**TEXT BLOCK:**
>>>

Four malevolent beings in Chinese mythology

The Four Perils (四凶 (四凶, Sì Xiōng)) are four malevolent beings that exist in Chinese mythology.

==In the Zuo Zhuan==
In the Zuo Zhuan, Shanhaijing, and Shenyijing, the Four Perils are defined as:

- Hundun (), a yellow winged creature of chaos with six legs and no face;
- Qiongqi, a monstrous creature that eats people,
- Taowu (檮杌 (Táowù, block stump)), a reckless, stubborn creature; The Taowu is said to appear with "a human face, a tiger's feet, a pig's tusks and a tail 18 feet long."
- Taotie (饕餮 (Tāotiè, greedy glutton)), a gluttonous beast.

The Zuo Zhuan does not describe these four beings as mythological beasts, but instead as "historical" persons. Hundun is said to have descended from Emperor Hong, Qiongqi from Shaohao, Taowu from Zhuanxu, and Taotie from the Jinyun lineage. This narrative is also used by Sima Qian in his record of the Three Sovereigns and Five Emperors period in Records of the Grand Historian.

==In the Classic of Mountains and Seas==
The Classic of Mountains and Seas records Hundun and Qiongqi, but omits Taowu and Taotie, and there is no specific tie between the two creatures.

Qiongqi is given two conflicting descriptions in the Classic of Mountains and Seas. The first is in the Classic of the Western Mountains (西山經), where it is described as a man-eating beast residing on Mt. Gui ({邽山), possessing hedgehog-like fur and crying like a howling dog. The second description, in the Classic of the Northern Seas' Inner Realm (海內北經), records it as resembling a tiger with wings, eating people with dishevelled hair, starting from either the head or the feet.

Hundun is given the name Di Jiang (帝江) in the classic, a name usually given to thearchs, and is usually translated into English as "emperor," such as with Emperor Shun, Emperor Yao, and the Yellow Emperor. It resides on Mt. Tian (天山) and has a round, yellow sack-like body with a cinnabar-coloured pattern, as well as four wings and six legs, but neither a mouth nor eyes. However, it also sings and dances. The adjective hundun (渾敦), a homophone with the name Hundun, is used to describe it.

==In the Book of Gods and Strange Things==

Taowu in Gujin Tushu Jicheng, using the description from the Book of Gods and Strange Things.

The Book of Gods and Strange Things mentions the Four Perils, and links Taotie, Taowu, and Hundun together in the Ten Examples from the Southwestern Wilderness (西南荒經三則) chapter.

Hundun is the first mentioned of the Perils, said to be located east of the Kunlun Mountains. It has a quadruped, dog-like body, sort of like a brown bear, but without claws. While it is described as having eyes, it cannot see, and cannot begin to walk. Despite having two ears, it cannot hear. It has a belly but no internal organs, and its intestines are straight, so food passes straight through its body. Those of virtue go against it, those without it rely on it. Tian is said to have created it, which is from where it gets its name. The name Di Jiang is not mentioned here.

<<<

**PROBLEMS TO SOLVE:**
• a. In the text on the Four Perils, what name does the Classic of Mountains and Seas give to Hundun?
• b. Continue the text on the Four Perils of Chinese mythology from its final sentence.

[Collected data]
>>>

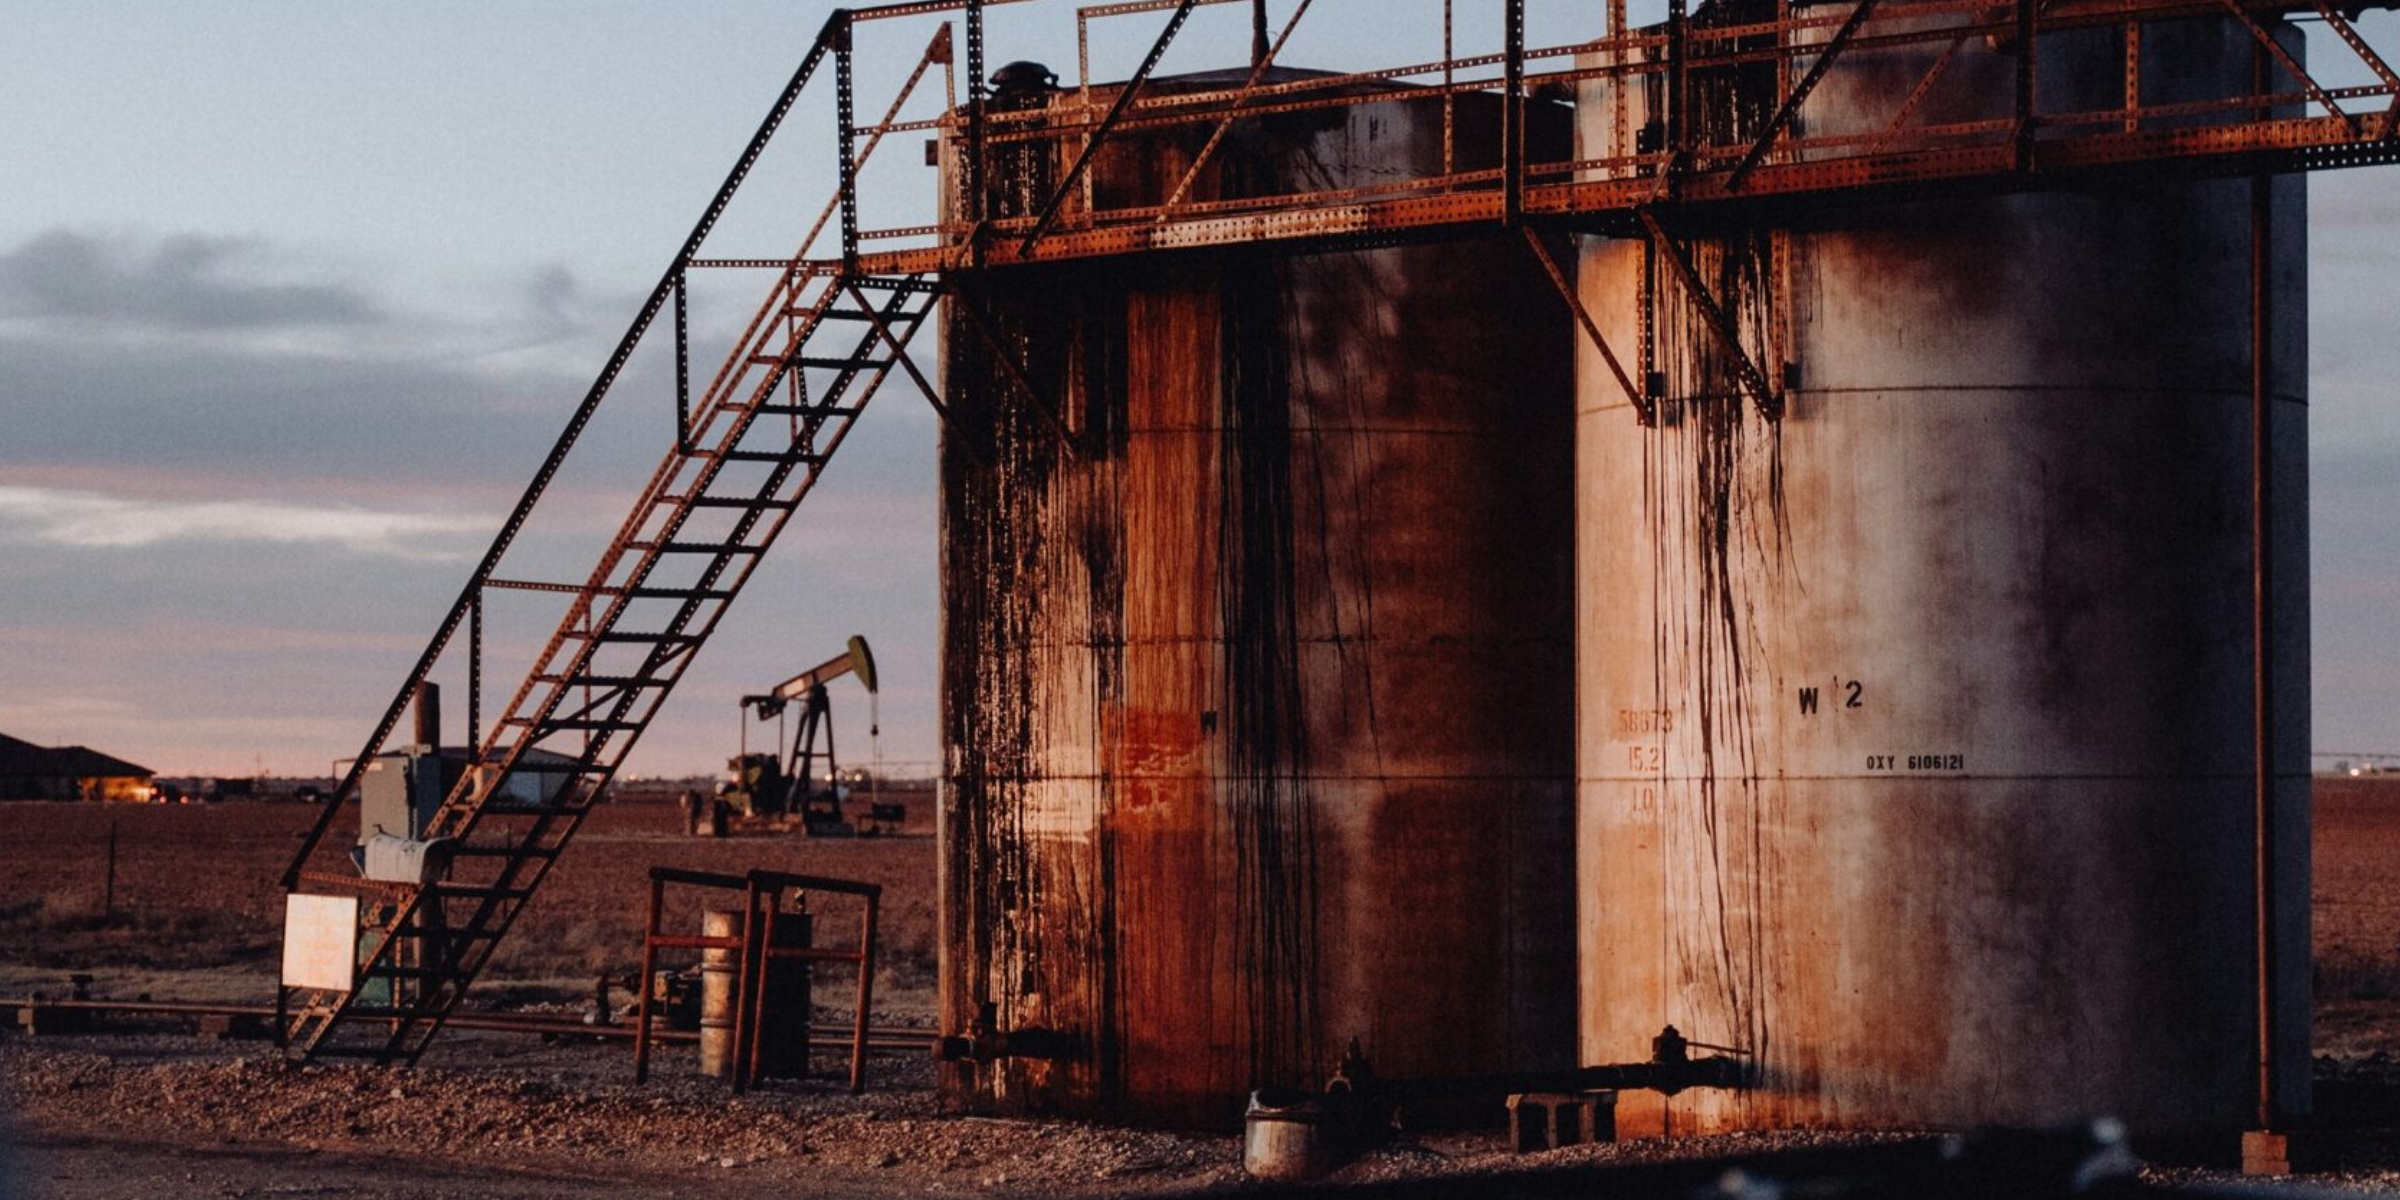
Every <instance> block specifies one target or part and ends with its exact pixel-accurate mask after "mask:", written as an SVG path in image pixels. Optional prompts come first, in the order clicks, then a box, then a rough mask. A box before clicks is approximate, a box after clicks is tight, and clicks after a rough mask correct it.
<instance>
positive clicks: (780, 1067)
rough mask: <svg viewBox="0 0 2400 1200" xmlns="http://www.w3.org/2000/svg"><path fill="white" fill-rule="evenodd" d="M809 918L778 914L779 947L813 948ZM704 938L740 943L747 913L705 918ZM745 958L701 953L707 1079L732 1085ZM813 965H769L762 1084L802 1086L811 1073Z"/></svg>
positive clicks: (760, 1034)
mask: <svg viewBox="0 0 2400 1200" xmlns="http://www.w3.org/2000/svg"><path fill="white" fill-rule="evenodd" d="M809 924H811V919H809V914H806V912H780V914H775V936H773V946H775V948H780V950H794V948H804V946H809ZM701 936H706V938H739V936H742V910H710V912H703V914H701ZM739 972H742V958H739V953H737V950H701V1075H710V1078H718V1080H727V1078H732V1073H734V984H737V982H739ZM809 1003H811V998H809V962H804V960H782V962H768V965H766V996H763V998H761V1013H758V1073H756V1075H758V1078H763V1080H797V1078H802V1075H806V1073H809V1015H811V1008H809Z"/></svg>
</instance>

<<<

**SOLVED TASKS:**
• a. Di Jiang (帝江).

• b.
The received description of Taowu is first mentioned in this text. It is said to be a monster with a human face, a tiger's feet, a pig's mouth and teeth, and a tail 18-foot long. It is also given two alternate names: Aohen (傲狠) and Nanxun (難訓).

Taotie is described as a theme and personality trait, using the word ren (人) "person" to describe it, rather than the regular shou (獸) "beast." It claims the people have fur and a pig's hood. It is as greedy as a wolf, but will not eat a person's grain. It feeds on the old and feeble, but fears those in groups. It also lists three other names: Tanlin 貪惏), Qiangduo (強奪), and Lingruo (凌弱), and cites the Zuo Zhuan to note that Taotie is the son of Jinyun. In the Ten Examples from the Western Wilderness (西荒經十則), Taotie is also used as an adjective to describe the Miao people, claiming they are greedy and unreasonable.

The text embellishes the second account of Qiongqi from the Classic of the Northern Seas' Inner Realm chapter of the Classic of Mountains and Seas. However, it is recorded separately from the other Perils, in the Ten Examples from the Northwestern Wilderness chapter (西北荒經六則). In addition to being a tiger-like creature that eats people, it is also said to understand human speech, and eat those who are in the right when they are arguing with someone. It will also eat the nose of those who are trustworthy and loyal, and kill beasts to feed those who are wicked. It is said to eat beasts and birds.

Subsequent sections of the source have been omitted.